◆ Stated exercise 1 ◆
Print, word for word, the part of the Ising model passage below that begins at the words "Thus, the total" and stops after "contribution to \(H\)).".

◆ Source document ◆
The purpose of this post is to dive into the intricacies of the classical Ising model. For this, it is useful to imagine the Bravais lattice \(\textbf Z^d\) in \(d\)-dimensions of lattice parameter \(a\), together with a large number \(N\) of neutral spin \(s=1/2\) fermions (e.g. neutrons, ignoring the fact that isolated neutrons are unstable) tightly bound to the lattice sites \(\textbf x\in\textbf Z^d\), each site accommodating at most one fermion by the Pauli exclusion principle. On top of all this, apply a uniform external magnetic field \(\textbf B_{\text{ext}}\) across the entire sample of \(N\) fermions. Physically then, ignoring any kinetic energy or hopping/tunneling between lattice sites (cf. Fermi-Hubbard model), there are two forms of potential energy that contribute to the total Hamiltonian \(H\) of this lattice of spins:

  1. Each of these \(N\) neutral fermions has a magnetic dipole moment \(\boldsymbol{\mu}_{\textbf S}=\gamma_{\textbf S}\textbf S\) arising from its spin angular momentum \(\textbf S\) (in the case of charged fermions such as electrons \(e^-\), this is just the usual \(\gamma_{\textbf S}=-g_{\textbf S}\mu_B/\hbar\) but for neutrons the origin of such a magnetic dipole moment is more subtle, ultimately arising from its quark structure). This magnetic dipole moment \(\boldsymbol{\mu}_{\textbf S}\) couples with the external magnetic field \(\textbf B_{\text{ext}}\), leading to an interaction energy of the form:

\[V_{\text{ext}}=-\sum_{i=1}^N\boldsymbol{\mu}_{\textbf S,i}\cdot\textbf B_{\text{ext}}=-\gamma_{\textbf S}\sum_{i=1}^N\textbf S_i\cdot\textbf B_{\text{ext}}\]

2. Nearby magnetic dipole moments couple with each other across space, mediating a local internal interaction of the form:

\[V_{\text{int}}=\frac{\mu_0\gamma_{\textbf S}^2}{4\pi}\sum_{1\leq i\neq j\leq N}\frac{3(\textbf S_i\cdot\Delta\hat{\textbf x}_{ij})(\textbf S_j\cdot\Delta\hat{\textbf x}_{ij})-\textbf S_i\cdot\textbf S_j}{|\Delta\textbf x_{ij}|^3}\]

Thus, the total Hamiltonian \(H\) on this state space \(\mathcal H\cong\textbf Z^d\otimes\textbf C^{\otimes 2N}\) is:

\[H=V_{\text{int}}+V_{\text{ext}}\]

Right now, it is hopelessly complicated. From this point onward, a sequence of dubious approximations will be applied to transform this current Hamiltonian \(H\mapsto H_{\text{Ising}}\) to the Ising Hamiltonian \(H_{\text{Ising}}\) (in fact, as mentioned, even the apparently complicated form of the Hamiltonian \(H\) is already approximate; the reason for using neutral fermions is to avoid dealing with an additional Coulomb repulsion contribution to \(H\)).

◆ Stated exercise 2 ◆
Count the lines in the listing below that contain the string "bird", and give only the number.

◆ Raw data ◆

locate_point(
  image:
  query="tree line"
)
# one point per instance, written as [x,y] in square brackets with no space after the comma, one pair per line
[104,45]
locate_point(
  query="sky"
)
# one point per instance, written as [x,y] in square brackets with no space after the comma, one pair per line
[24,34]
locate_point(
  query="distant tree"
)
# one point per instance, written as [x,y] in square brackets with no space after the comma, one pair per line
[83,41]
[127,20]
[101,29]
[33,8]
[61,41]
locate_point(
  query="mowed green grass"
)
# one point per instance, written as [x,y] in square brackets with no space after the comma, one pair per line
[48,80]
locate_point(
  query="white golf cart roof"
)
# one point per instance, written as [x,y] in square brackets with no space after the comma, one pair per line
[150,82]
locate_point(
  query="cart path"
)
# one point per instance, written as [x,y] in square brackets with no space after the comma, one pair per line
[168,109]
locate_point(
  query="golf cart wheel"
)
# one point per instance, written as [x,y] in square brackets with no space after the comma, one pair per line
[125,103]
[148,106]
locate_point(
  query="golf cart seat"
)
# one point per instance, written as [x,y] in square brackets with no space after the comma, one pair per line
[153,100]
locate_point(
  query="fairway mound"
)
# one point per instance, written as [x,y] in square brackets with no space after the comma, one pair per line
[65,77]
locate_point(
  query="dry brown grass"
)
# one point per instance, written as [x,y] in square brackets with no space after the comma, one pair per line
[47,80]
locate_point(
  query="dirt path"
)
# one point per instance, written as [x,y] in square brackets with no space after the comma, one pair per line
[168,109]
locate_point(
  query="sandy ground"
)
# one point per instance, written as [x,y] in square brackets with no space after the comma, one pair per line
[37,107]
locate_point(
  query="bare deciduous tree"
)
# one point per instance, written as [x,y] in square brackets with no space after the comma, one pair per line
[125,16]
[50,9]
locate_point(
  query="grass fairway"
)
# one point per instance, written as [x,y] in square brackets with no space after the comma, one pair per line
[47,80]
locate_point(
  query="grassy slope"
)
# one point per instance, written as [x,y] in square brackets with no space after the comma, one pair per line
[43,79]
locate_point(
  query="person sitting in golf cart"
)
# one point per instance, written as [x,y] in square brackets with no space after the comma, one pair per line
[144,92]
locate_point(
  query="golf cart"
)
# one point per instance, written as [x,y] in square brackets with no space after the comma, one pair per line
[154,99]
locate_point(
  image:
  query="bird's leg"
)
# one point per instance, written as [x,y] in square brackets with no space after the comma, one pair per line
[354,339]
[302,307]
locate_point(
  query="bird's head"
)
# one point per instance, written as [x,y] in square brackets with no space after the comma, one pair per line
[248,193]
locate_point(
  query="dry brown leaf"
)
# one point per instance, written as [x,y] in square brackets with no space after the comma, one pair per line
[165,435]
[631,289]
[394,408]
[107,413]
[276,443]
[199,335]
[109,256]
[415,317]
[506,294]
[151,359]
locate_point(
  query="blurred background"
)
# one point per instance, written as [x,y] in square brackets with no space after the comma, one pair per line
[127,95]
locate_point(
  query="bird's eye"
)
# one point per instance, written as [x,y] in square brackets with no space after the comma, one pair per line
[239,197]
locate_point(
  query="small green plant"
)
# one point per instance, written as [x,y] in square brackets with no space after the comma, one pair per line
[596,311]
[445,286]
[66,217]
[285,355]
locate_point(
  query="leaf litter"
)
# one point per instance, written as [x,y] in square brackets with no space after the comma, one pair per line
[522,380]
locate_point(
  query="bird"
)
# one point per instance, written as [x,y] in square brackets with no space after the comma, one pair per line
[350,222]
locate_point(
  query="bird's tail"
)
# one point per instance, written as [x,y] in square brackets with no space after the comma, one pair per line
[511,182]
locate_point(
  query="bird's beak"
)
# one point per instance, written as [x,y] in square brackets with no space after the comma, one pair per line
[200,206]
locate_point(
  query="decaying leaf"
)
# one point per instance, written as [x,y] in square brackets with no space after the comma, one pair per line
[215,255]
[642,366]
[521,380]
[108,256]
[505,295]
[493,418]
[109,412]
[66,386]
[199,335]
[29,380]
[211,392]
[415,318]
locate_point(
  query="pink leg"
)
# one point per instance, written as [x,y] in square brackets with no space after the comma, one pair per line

◆ Task solution 1 ◆
Thus, the total Hamiltonian \(H\) on this state space \(\mathcal H\cong\textbf Z^d\otimes\textbf C^{\otimes 2N}\) is:

\[H=V_{\text{int}}+V_{\text{ext}}\]

Right now, it is hopelessly complicated. From this point onward, a sequence of dubious approximations will be applied to transform this current Hamiltonian \(H\mapsto H_{\text{Ising}}\) to the Ising Hamiltonian \(H_{\text{Ising}}\) (in fact, as mentioned, even the apparently complicated form of the Hamiltonian \(H\) is already approximate; the reason for using neutral fermions is to avoid dealing with an additional Coulomb repulsion contribution to \(H\)).

◆ Task solution 2 ◆
6